(Data items)
####################
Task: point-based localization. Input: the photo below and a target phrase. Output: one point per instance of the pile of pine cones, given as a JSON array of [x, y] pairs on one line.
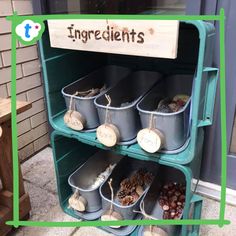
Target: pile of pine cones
[[132, 188], [172, 200]]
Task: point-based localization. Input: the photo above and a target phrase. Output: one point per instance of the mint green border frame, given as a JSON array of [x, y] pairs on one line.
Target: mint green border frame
[[16, 222]]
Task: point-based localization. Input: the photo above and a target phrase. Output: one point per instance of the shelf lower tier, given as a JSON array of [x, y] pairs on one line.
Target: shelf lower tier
[[69, 154], [132, 150]]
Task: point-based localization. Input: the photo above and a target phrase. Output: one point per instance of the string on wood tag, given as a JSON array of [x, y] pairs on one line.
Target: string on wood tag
[[73, 118], [107, 109], [150, 139]]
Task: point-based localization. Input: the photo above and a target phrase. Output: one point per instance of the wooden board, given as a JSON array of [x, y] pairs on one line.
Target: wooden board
[[150, 38], [5, 108]]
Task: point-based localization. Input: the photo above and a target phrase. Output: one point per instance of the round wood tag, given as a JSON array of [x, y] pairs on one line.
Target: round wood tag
[[150, 140], [108, 135], [78, 203], [74, 120]]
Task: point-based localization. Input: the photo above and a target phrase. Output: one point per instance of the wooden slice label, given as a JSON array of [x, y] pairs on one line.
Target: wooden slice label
[[112, 216], [150, 140], [108, 135], [77, 202], [74, 120]]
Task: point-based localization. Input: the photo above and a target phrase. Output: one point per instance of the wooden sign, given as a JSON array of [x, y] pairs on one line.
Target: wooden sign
[[150, 38]]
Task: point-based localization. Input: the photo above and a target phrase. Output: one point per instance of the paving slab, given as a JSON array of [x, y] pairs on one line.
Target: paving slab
[[211, 210], [41, 200], [90, 231], [41, 184], [39, 169]]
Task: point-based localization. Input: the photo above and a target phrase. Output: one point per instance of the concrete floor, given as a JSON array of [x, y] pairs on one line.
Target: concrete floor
[[40, 182]]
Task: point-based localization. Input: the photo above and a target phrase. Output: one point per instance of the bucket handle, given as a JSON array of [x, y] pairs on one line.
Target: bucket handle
[[210, 93], [197, 209]]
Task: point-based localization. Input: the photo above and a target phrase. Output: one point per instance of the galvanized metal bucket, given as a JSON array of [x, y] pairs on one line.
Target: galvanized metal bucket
[[124, 169], [124, 97], [174, 126], [150, 201], [108, 75], [84, 177]]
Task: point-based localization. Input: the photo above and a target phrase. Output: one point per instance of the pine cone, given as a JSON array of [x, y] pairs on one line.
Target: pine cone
[[136, 180], [126, 201], [121, 194], [126, 184], [148, 178]]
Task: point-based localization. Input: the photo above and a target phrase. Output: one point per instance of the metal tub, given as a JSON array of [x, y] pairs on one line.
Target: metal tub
[[108, 75], [85, 175], [152, 207], [124, 169], [124, 98], [174, 126]]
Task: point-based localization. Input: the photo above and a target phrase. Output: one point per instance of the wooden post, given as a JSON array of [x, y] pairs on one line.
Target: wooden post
[[6, 170]]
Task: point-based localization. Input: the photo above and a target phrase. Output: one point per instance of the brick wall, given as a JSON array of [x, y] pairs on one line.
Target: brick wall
[[32, 124]]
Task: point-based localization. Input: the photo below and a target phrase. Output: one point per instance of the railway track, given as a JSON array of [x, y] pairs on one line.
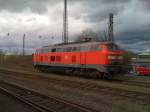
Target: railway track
[[131, 83], [89, 86], [40, 102], [103, 89]]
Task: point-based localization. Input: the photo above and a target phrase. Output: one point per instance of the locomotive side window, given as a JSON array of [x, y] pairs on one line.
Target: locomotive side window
[[41, 58], [95, 47], [54, 50], [58, 58], [68, 49], [52, 58], [59, 50]]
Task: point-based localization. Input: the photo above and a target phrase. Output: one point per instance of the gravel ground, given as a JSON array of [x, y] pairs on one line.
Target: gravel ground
[[9, 104], [99, 101]]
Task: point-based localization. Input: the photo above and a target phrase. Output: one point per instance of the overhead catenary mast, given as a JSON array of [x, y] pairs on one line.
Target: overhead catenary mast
[[65, 23], [111, 28]]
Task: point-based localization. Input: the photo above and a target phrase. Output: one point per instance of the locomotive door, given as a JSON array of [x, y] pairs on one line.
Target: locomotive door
[[83, 58]]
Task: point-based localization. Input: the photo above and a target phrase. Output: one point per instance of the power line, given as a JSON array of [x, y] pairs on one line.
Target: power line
[[65, 23]]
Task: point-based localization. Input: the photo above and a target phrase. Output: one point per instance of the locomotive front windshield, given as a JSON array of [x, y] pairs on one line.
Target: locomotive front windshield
[[113, 47]]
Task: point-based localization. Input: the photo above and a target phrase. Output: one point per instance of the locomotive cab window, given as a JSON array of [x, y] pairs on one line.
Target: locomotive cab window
[[112, 47], [54, 50], [52, 58]]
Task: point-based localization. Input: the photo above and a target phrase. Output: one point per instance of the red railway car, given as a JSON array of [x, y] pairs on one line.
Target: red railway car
[[142, 68], [93, 58]]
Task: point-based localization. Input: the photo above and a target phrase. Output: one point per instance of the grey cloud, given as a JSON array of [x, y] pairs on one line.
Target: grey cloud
[[38, 6]]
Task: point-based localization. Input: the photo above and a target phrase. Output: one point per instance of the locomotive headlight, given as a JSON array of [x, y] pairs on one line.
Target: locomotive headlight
[[111, 57], [120, 57]]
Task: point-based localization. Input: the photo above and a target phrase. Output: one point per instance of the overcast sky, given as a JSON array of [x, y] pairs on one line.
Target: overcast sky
[[41, 21]]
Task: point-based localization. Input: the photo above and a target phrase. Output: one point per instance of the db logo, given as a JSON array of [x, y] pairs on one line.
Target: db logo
[[66, 57]]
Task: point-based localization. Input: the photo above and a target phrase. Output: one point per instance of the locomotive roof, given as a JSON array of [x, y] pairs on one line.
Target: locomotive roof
[[73, 44]]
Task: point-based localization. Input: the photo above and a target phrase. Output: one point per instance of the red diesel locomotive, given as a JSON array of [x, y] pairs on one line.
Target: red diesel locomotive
[[103, 59]]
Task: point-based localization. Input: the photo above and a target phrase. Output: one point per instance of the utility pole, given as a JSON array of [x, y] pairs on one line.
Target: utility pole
####################
WHAT TO WORK ON: The pictures should not be reproduced; quote all of the other material exactly.

RESULT:
Task: point-based localization. Input: the photo below and a target phrase. Output: one point per instance of the pile of pine cones, given as a JSON array of [x, y] pairs on one line.
Target: pile of pine cones
[[132, 188], [172, 200]]
Task: point-based localization. Input: the photo above and a target phrase. Output: one point per instance of the mint green border frame, given as a JSON array of [x, y] pairs on one line.
Target: mint green border frame
[[16, 222]]
Task: point-based localization. Input: the photo above and a target phrase. Output: one point per instance of the shelf lower tier, given as a JSON array of [x, y] pairs on one line.
Target: shelf lower tier
[[69, 154], [132, 150]]
Task: point-based localization. Input: the photo above and a target phrase. Output: one point per instance of the string on wood tag, given as a JSON array of [x, y] pairs on one line.
Target: string on wood tag
[[73, 118], [107, 109], [150, 139]]
Task: point-based localization. Input: the photo above and a target phrase. Output: one point per instance of the wooden board, given as a JSON array of [x, y] pairs on one line.
Target: wooden board
[[150, 38], [5, 108]]
Task: point-based localization. Input: the photo above and a target phrase. Output: one point per instance of the round wood tag, given as a JSON array of [x, y] pairs on one line.
Target: round wood tag
[[150, 140], [108, 135], [78, 203], [74, 120]]
Task: point-based localization. Input: the photo above and a target phrase. Output: one point per instance of the wooden slice label, given as a JSON array of [x, y] pairs on one line.
Target: wooden slice label
[[112, 216], [150, 140], [108, 135], [77, 202], [74, 120]]
Task: point-based localization. Input: the photo above and a target phrase. Output: one point per instance of the wooden sign, given as a JSON array of [x, y] pairs on one line.
Target: wooden sign
[[150, 38]]
Task: point-based localization. Input: the photo above and a target phrase. Output: one point per instance of the paving slab, given as a JSON array of [x, y] pairs on one line.
Target: paving slab
[[211, 210], [41, 200], [90, 231], [41, 184], [39, 169]]
Task: point-based localization. Input: the photo above and a target phrase. Output: one point per instance of the concrete floor, given as a JSON array of [x, y] pairs on one line.
Target: concrete floor
[[40, 182]]
Task: point-based localization. Input: the photo above and a target phrase. Output: one point per instance of the bucket handle, given as a JSON array of [x, y] pairs on one line.
Target: bucket handle
[[210, 93], [197, 209]]
Task: point-based localization. Input: the photo above and a target phrase. Output: one point per instance of the galvanized metal bucket, given as a JSON array of [x, y] pairs on one line.
Target: galvanized metal bucket
[[124, 169], [124, 97], [174, 126], [150, 201], [108, 75], [84, 177]]
Task: point-based localization. Input: the photo above and a target phrase. Output: one point per instance of the pine cone, given as a JSON array of [x, y] pairs on one line.
Target: pine cone
[[136, 180], [126, 201], [121, 194], [126, 184], [148, 178]]
Task: point-based localization. Input: the photo above and a target phrase. Output: one point per instance of the metal tub, given as a JSON array of [x, y] pairs on one line.
Target: metal tub
[[108, 75], [85, 175], [152, 207], [124, 169], [124, 98], [174, 126]]
Task: point-based localization. Input: the photo above and a target phrase. Output: one point per instance of the wooden post, given as a JSON array of [x, y] pairs on one line.
Target: wooden post
[[6, 170]]
Task: point-based localization. Input: the photo above and a target phrase. Output: one point per instance of the brick wall, given as a JSON array of [x, y] pairs on one line.
Target: brick wall
[[32, 124]]
Task: point-based localization. Input: the photo below and a target phrase. Output: one point per instance of the railway track, given as a JSON array of [x, y] pairs on one line.
Target: railway track
[[131, 83], [89, 86], [40, 102], [103, 89]]
Task: point-based localization. Input: the photo above and a target phrase. Output: one point per instance of the locomotive side window, given as a JSON array of [x, y] pairs on one line.
Target: locomotive side window
[[41, 58], [95, 47], [54, 50], [58, 58], [68, 49], [52, 58], [59, 50]]
Task: point-based localization. Input: the photo above and a target phrase. Output: one point per instance of the gravel ground, given as a JSON array of [x, y] pairs on one line.
Target: gravel ground
[[9, 104], [99, 101]]
Task: point-based localization. Input: the photo above and a target phrase. Output: one point per instance of the overhead catenary mast, given as a JSON array of [x, y] pairs on one line.
Target: overhead catenary mast
[[65, 23], [111, 28]]
Task: point-based localization. Input: the photo above and a target phrase. Output: one point per instance of the locomotive door, given as a JSON array of [x, y] pairs on one line.
Target: locomotive door
[[83, 58]]
Task: point-based localization. Input: the photo above and a target phrase. Output: one point per instance of the power line, given as a JSON array of [x, y] pairs on one line.
Target: power line
[[65, 23]]
Task: point-based localization. Input: the photo above and a target phrase. Output: one point per instance of the locomotive front windshield, given as a JSON array of [x, y] pairs on one line.
Target: locomotive front windshield
[[113, 47]]
Task: point-based localization. Input: the photo above and a target phrase. Output: one point per instance of the locomotive cab window, given as a JSON array of [x, y] pairs on one line.
Target: locomotive cab window
[[112, 47], [54, 50], [52, 58]]
Task: point-based localization. Input: the photo above and a target phrase. Output: one point per instance of the red railway car, given as a JSON array of [x, y] pairs on one line.
Target: red railway car
[[142, 68], [93, 58]]
Task: point-based localization. Input: the photo above and a target phrase. Output: one point per instance of the grey cloud, given as a JSON array of [x, y] pairs on one line.
Target: grey cloud
[[38, 6]]
Task: point-based localization. Input: the photo above and a target phrase. Output: one point per instance of the locomotive headlight, given as a JSON array of [x, y] pairs on one line.
Target: locomotive headlight
[[111, 57], [120, 57]]
Task: point-based localization. Input: the photo above and a target phrase. Output: one point per instance of the overcast sky, given as a JSON array of [x, y] pairs on one line.
Target: overcast sky
[[41, 21]]
Task: point-based localization. Input: the photo above and a target phrase. Output: one point per instance of the db logo, given as a JSON array of [x, y] pairs on one line.
Target: db logo
[[66, 57]]
Task: point-based localization. Input: the photo above and a target phrase. Output: one point per instance of the locomotive roof, given as a JSON array of [x, y] pairs on one line.
Target: locomotive roof
[[73, 44]]
Task: point-based localization. Input: the photo above and a target phrase. Output: one point per instance of the red diesel locomotive, given as a JSON array of [x, y] pairs on one line.
Target: red diesel locomotive
[[103, 59]]
Task: point-based localization. Input: the photo above and a target phrase. Output: one point per instance of the utility pole, given as a JSON array of [x, y] pairs on one line.
Target: utility pole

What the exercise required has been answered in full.